Top of EXERCISE PASSAGE

We are only seeing the results of the Bush-Reago-Thatcher crypto-fascist Pseudo-'revolution' of the 80s. Their so-called 'New World Order'. And it Stinks in the most Foul way.
"the answer to the problem is not Western moralizing but poverty relief. "
I agree with you there, with the exception that this is ONE answer of many needed in a complex situation. Poverty relief would eliminate many problems in the world including the proliferation of terrorism.
However, with the continued expansion of humans on the planet at the current rate, poverty is the one thing that will increase for everyone.
At the existing rate of human reproduction this won't matter anyway because by the time there is too many Asian men, the world's resources will have been exhausted and millions will be dying of thirst, famine and disease.
People should be educated to appreciate the contributions of women outside of childbirth and, to move from an atmosphere of discrimination against those who choose NO childbirth to one where the contributions of all are valued. In fact, it might be good worldwide to promote abstinence of childbirth as a viable and rewarding option.
after all, Bush will be moving to Paraguay after he has facillitated this nation's utter downfall....
I imagine mine will be a minority view, but I never found the one child per family Chinese rule "draconian"
in the least. If many people had an awareness of the centuries of famine that preceeded the modern age, they would understand that the policy was actually lax..... they will be unable to sustain those numbers there and are running out of space and fresh water almost as quickly as thay are adding to their population.
Perhaps The Resident of the Whitehouse knows a country the Chinese can "colonize" with their excessive numbers, I bet he has somewhere nice for them in mind, a place inhabited by people so easily led that they let HIM stay in office...
Well, if this trend continues, coupled with DU and a few other mutagenic things we are putting into the atmosphere, the water and the earth, perhaps we will take care of the problem all by ourselves. I'd hope it would happen without too much more destruction to the rest of the environment, but unfortunately, I doubt it.
Women have always provided the nurturing side of humanity and, in fact, that is true of most animals. If we get rid of of the female of the species, we can just about guarantee Hobbes' description of life. "Nasty, brutish, and short."
As Maurice Chevalier sang so many years ago, "Thank Heaven for little girls."
two rivers writes: "How do pro-choice feminists feel about this form of femicide?
What's more important: that a woman has a right to an
abortion, or that a female has a right to life?"
This is an extremely Western-centric view of the problem. It would make absolutely no sense to the cultures in question. The problem is poverty. When girls are looked upon as a drag on the family fortunes (such as they are), they will be eliminated. In sum, the answer to the problem is not Western moralizing but poverty relief. Then, women will have REAL choice -- including reproductive choice.
In a society which so vastly prefers and privileges men over women, women don't have the power to make that choice.
How do pro-choice feminists feel about this form of femicide?
What's more important: that a woman has a right to an
abortion, or that a female has a right to life?
Asia has lots of problems.
It is turning into a cess pool.
I concur with this article that value needs to be placed on work that has been a culturally imposed place of women for the last 6 thousand years.
Placing a monetary value on caring, curing, prevention, cleaning, maintaining, loving, sharing, spiritual (not religious) quest, nurturing, community and education is a necessary and possibly the first step.

Bottom of EXERCISE PASSAGE

**WHAT THE EXERCISE ASKS**: In the discussion, which song line is attributed to Maurice Chevalier? Answer using only the information in the discussion above.

Top of RECORD EXCERPTS

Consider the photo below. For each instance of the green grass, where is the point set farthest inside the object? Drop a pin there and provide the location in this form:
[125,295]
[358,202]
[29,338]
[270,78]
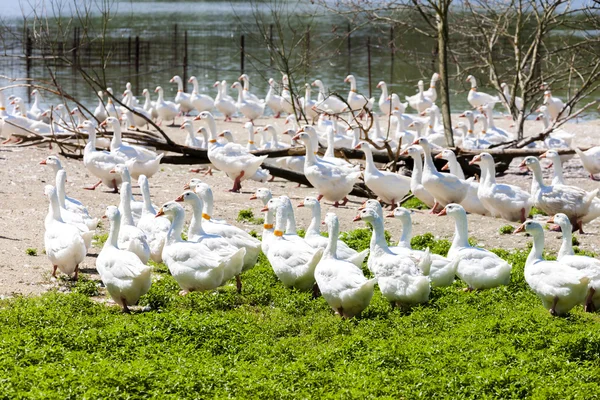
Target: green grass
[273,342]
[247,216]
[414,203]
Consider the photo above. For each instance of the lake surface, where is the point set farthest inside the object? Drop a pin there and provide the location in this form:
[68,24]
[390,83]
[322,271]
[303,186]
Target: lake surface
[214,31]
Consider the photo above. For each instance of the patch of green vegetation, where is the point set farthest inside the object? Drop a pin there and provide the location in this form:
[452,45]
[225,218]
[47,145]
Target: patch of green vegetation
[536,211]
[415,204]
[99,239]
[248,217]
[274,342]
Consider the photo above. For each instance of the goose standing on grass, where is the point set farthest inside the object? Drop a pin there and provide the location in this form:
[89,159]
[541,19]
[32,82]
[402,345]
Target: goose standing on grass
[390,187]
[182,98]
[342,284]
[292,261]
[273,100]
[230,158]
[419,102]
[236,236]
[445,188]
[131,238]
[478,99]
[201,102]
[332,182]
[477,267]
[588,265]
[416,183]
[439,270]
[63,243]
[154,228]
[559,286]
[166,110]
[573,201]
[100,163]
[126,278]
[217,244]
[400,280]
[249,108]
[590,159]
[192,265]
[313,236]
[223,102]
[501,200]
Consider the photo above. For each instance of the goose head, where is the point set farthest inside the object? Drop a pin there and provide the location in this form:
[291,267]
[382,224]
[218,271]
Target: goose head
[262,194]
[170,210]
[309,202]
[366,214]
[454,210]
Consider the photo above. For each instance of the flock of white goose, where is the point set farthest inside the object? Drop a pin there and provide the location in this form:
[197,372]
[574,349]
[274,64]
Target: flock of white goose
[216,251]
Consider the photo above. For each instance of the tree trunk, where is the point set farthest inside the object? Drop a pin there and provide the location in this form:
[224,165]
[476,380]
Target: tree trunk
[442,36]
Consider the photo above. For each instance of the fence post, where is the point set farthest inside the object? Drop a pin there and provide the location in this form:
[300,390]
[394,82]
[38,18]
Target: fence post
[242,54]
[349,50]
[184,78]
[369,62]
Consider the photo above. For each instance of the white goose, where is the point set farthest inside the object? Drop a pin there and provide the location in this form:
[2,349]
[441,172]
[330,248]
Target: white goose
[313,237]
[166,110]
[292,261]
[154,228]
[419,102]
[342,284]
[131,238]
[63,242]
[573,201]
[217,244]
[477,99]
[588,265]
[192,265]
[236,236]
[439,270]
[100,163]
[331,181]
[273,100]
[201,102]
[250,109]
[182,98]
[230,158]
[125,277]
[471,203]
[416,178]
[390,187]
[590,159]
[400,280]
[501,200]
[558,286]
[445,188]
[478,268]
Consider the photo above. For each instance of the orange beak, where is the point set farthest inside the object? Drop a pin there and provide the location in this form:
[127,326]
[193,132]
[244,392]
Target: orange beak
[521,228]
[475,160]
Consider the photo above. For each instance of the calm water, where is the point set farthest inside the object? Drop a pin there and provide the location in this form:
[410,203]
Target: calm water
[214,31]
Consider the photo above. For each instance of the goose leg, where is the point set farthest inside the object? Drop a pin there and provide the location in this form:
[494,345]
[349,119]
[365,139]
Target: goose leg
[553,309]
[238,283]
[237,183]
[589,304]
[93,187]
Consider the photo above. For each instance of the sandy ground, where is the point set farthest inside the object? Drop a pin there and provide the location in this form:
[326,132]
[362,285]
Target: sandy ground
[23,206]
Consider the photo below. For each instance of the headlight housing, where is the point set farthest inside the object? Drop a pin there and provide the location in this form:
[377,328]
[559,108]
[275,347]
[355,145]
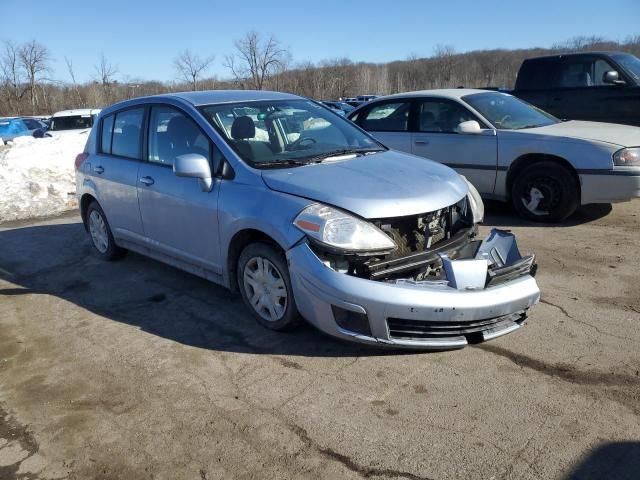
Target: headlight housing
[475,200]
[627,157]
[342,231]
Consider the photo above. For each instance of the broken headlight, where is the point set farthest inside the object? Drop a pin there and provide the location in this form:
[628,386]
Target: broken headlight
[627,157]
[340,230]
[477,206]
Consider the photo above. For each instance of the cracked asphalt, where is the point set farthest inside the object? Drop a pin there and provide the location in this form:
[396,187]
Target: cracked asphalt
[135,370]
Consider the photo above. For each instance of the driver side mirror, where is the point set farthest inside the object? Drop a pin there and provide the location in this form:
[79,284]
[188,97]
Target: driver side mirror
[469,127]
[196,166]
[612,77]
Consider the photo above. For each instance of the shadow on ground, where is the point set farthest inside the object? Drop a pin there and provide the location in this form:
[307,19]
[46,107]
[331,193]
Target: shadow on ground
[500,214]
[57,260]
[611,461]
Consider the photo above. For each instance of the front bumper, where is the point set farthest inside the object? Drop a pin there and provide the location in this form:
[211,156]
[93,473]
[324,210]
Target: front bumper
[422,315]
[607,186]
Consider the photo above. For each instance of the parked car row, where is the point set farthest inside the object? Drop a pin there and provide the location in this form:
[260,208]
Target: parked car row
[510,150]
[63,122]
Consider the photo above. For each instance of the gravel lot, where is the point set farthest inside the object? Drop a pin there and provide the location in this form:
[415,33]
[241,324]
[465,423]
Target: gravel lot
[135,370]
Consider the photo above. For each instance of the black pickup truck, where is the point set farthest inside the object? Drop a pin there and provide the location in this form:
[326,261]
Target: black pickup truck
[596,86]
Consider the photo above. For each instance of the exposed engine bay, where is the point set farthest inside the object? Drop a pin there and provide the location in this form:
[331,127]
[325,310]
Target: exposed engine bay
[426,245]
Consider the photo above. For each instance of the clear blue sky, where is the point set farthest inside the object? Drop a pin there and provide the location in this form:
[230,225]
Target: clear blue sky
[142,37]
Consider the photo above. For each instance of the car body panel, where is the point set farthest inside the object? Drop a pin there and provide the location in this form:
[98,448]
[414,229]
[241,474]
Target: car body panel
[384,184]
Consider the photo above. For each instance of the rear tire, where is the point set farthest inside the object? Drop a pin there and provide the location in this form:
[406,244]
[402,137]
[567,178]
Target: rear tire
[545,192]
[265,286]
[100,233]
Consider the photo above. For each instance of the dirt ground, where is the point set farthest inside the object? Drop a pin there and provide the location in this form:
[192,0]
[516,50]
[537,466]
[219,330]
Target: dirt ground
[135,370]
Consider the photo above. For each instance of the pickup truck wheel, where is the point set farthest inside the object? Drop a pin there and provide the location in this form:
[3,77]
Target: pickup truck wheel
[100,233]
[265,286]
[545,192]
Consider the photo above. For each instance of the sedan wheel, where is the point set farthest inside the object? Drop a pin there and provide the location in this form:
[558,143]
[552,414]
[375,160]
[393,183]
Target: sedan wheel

Bottom of RECORD EXCERPTS

**RESPONSE FOR THIS EXERCISE**: "Thank Heaven for little girls."